* **Brief**
Whenever the string "metal" turns up in a line of the data below, copy that line.

* **Listed entries**
*** Block opens ***

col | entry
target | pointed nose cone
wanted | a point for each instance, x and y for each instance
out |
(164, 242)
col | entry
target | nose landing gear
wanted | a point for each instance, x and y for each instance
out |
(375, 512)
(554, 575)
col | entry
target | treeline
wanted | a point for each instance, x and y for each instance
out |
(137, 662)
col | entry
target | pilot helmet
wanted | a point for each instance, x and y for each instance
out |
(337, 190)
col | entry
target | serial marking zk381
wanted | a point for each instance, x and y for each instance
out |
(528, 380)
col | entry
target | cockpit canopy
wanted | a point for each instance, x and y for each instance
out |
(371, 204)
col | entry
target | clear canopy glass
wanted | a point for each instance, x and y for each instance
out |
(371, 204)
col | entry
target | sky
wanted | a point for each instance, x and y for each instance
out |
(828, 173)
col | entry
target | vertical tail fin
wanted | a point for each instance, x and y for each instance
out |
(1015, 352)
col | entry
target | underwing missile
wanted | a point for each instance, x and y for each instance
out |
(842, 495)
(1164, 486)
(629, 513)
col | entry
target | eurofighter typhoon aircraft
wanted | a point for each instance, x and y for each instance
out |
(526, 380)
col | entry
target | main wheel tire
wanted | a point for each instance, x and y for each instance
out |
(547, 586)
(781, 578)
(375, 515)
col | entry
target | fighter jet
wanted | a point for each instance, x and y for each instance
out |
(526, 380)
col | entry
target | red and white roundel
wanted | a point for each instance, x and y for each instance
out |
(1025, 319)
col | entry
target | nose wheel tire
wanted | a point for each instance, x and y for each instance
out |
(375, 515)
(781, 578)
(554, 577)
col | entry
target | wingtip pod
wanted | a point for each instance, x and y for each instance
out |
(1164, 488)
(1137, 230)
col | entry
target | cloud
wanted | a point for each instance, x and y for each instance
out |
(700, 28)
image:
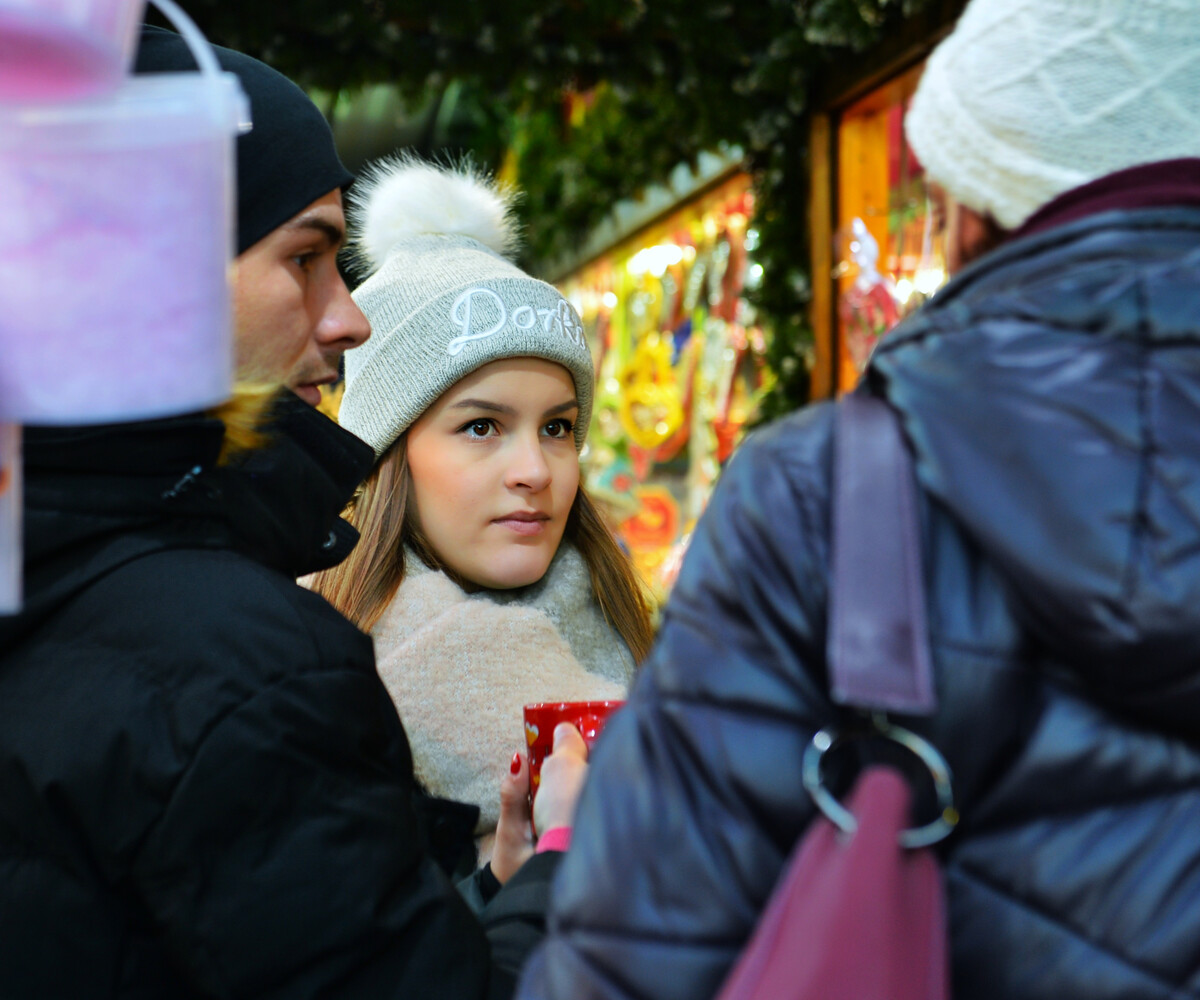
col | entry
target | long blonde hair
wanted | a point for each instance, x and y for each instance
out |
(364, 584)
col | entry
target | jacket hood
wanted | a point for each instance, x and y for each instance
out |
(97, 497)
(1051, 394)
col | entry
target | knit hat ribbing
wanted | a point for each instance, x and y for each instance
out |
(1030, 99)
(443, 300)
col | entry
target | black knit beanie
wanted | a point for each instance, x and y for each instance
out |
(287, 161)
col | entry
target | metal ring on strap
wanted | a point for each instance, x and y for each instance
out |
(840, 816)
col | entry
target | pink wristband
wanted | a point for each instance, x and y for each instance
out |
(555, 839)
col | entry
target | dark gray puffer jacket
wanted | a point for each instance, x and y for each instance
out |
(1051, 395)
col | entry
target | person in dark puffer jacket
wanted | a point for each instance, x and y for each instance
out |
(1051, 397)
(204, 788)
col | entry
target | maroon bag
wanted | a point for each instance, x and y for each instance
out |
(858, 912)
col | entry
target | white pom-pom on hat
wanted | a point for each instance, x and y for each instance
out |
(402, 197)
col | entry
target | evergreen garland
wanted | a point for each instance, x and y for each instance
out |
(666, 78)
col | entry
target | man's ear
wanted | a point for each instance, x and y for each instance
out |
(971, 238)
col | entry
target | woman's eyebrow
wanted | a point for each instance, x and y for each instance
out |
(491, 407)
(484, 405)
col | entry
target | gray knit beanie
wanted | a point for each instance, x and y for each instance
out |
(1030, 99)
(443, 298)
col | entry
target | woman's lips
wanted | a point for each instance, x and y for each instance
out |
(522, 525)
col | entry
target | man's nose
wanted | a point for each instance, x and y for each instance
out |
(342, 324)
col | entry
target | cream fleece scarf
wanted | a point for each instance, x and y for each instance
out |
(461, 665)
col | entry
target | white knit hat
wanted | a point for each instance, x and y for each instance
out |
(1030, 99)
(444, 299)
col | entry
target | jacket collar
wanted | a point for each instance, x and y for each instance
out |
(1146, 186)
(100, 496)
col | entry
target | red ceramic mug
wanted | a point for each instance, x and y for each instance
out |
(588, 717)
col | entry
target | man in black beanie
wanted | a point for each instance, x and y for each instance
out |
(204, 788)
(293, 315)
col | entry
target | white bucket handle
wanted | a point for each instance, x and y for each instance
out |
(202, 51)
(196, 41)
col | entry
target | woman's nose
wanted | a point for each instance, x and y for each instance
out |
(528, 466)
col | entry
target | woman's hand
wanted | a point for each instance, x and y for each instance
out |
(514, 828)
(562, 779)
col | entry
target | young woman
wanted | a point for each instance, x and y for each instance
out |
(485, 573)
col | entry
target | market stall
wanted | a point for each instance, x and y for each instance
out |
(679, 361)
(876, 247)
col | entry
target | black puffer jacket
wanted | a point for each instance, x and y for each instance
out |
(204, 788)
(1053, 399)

*** Block closes ***
*** Block opens ***

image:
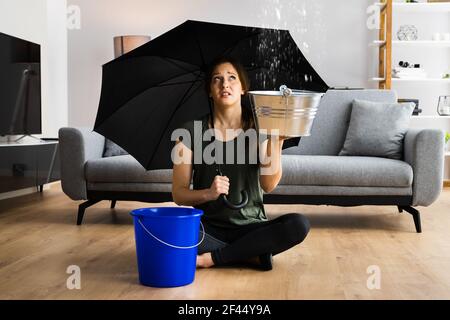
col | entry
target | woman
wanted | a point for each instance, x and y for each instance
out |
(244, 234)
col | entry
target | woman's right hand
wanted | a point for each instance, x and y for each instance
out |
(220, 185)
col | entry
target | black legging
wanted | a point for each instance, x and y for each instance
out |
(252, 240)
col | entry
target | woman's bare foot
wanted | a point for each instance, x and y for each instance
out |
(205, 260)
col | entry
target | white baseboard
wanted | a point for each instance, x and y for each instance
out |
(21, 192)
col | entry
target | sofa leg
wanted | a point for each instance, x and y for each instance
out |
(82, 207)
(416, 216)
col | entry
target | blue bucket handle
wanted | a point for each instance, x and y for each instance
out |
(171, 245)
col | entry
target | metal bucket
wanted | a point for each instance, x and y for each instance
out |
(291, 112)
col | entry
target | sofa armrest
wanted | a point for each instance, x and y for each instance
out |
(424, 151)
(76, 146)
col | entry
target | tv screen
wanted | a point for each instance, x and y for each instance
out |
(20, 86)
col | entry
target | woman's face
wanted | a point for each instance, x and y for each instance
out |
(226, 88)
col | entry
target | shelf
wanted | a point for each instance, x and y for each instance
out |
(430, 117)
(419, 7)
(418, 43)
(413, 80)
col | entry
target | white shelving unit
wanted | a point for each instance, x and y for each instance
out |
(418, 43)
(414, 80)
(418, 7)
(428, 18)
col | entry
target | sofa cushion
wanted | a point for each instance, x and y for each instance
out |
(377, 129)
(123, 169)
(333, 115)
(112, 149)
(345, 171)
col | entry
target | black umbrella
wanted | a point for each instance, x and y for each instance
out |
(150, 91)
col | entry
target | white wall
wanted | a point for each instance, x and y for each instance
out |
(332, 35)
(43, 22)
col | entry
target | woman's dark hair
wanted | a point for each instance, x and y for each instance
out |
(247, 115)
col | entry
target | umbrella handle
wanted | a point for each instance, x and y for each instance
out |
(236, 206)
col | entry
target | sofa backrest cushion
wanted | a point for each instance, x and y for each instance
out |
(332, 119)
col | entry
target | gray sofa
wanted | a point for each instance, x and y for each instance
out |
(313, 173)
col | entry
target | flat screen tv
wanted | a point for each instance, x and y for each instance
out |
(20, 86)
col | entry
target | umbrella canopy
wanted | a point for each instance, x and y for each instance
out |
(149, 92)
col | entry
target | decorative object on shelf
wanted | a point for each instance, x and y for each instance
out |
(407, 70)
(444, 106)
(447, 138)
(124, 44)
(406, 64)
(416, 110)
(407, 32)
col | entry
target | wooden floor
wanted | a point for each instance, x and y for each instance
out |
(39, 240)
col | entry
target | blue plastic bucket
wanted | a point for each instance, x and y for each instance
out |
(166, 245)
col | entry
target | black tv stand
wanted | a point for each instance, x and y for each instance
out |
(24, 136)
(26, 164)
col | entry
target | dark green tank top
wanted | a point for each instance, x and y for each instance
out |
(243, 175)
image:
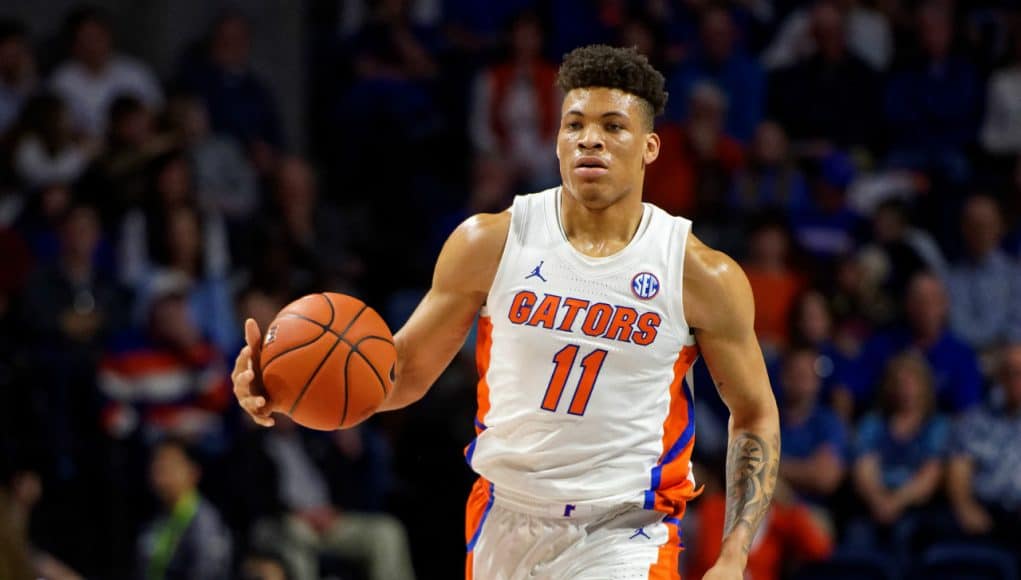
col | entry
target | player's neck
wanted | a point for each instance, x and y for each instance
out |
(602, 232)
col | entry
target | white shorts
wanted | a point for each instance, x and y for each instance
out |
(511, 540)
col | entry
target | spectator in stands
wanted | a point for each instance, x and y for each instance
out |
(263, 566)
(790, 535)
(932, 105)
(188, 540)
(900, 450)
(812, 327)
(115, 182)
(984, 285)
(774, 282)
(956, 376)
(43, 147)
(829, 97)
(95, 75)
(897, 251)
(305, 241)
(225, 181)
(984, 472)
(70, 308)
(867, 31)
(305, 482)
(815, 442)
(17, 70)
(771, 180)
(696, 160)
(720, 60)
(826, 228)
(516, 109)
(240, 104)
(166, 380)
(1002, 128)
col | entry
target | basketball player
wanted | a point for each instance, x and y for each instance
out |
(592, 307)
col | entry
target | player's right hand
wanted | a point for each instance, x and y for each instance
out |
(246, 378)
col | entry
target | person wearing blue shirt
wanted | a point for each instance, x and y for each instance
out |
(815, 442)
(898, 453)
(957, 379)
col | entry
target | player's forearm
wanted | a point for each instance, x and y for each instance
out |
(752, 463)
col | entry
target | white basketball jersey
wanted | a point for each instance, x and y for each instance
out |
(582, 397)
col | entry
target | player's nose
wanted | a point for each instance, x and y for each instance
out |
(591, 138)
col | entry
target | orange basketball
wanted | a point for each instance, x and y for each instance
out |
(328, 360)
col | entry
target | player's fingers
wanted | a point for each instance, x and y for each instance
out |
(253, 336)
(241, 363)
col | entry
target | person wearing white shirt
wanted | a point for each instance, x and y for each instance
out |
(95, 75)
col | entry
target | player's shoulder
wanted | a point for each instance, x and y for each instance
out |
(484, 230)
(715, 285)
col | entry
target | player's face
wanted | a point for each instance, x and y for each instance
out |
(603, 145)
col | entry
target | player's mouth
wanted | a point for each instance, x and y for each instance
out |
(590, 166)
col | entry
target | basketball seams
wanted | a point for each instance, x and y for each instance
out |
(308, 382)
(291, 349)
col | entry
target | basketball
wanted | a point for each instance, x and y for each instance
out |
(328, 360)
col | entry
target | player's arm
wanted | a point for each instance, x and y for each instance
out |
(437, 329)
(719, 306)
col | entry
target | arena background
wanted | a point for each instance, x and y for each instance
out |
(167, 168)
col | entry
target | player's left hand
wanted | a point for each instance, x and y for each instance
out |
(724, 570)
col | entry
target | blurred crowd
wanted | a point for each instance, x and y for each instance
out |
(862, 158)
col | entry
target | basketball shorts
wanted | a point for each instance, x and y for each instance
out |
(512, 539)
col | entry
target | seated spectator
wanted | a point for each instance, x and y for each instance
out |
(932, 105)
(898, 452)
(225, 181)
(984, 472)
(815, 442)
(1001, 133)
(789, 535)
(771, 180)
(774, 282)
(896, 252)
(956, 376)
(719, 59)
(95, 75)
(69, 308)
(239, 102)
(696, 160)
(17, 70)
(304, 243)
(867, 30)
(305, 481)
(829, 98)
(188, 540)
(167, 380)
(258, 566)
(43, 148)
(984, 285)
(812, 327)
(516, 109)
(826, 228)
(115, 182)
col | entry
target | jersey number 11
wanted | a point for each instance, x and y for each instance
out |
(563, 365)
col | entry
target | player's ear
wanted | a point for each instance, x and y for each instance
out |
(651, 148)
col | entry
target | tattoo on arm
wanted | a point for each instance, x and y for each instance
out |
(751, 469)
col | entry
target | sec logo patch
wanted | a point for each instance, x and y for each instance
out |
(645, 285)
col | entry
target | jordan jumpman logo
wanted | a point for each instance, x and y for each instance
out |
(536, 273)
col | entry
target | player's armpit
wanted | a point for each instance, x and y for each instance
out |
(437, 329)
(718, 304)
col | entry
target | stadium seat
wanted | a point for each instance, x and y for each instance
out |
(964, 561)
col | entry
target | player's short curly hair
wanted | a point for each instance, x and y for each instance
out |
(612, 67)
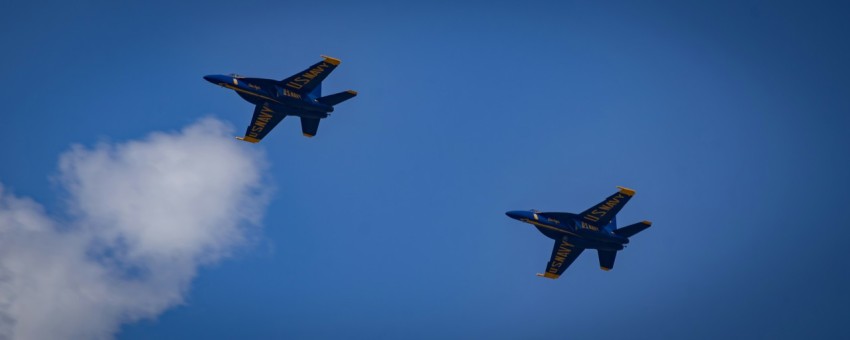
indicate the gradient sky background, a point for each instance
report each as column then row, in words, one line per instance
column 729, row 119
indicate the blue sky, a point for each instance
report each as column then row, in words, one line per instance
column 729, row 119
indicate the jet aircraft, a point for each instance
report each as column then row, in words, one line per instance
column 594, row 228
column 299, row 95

*** Block closes ***
*** Block opens ***

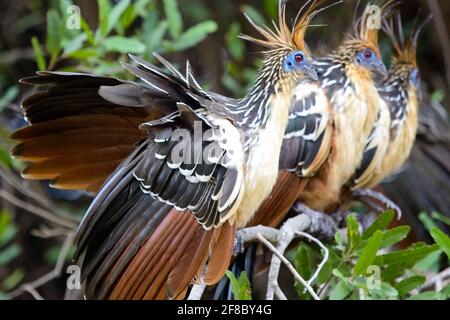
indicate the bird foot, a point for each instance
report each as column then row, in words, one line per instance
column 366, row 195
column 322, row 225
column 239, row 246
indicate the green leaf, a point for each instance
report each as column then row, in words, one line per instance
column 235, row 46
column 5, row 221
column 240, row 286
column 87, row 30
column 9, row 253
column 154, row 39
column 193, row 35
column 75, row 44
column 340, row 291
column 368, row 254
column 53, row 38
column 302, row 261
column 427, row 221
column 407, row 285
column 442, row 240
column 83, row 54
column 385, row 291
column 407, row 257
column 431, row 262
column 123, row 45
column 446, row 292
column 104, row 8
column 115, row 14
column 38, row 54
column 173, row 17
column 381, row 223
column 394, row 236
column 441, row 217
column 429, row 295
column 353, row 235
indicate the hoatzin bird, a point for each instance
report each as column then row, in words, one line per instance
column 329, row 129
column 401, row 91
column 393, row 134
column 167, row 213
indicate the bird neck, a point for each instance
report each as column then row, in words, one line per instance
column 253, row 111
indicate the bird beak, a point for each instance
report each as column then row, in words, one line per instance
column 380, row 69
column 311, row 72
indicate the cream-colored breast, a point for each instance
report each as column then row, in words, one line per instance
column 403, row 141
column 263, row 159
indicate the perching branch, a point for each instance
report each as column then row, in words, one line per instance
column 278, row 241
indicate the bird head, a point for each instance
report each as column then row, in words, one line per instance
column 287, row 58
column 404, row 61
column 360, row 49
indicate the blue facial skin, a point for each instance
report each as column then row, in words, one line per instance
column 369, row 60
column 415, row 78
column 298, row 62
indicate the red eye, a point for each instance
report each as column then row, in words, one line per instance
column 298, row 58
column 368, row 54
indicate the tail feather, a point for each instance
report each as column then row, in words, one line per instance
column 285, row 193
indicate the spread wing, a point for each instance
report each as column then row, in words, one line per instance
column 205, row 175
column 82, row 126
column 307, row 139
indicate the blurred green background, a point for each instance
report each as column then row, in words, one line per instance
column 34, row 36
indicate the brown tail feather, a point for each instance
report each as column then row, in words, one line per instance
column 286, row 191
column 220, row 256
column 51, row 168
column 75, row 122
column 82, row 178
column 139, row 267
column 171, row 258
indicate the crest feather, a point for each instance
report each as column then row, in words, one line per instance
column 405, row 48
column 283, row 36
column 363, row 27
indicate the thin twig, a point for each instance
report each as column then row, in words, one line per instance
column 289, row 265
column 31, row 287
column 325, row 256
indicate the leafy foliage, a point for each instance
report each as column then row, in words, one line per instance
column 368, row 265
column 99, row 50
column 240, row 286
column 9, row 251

*** Block closes ***

* **Response to the task**
target | metal ring on strap
target | metal bucket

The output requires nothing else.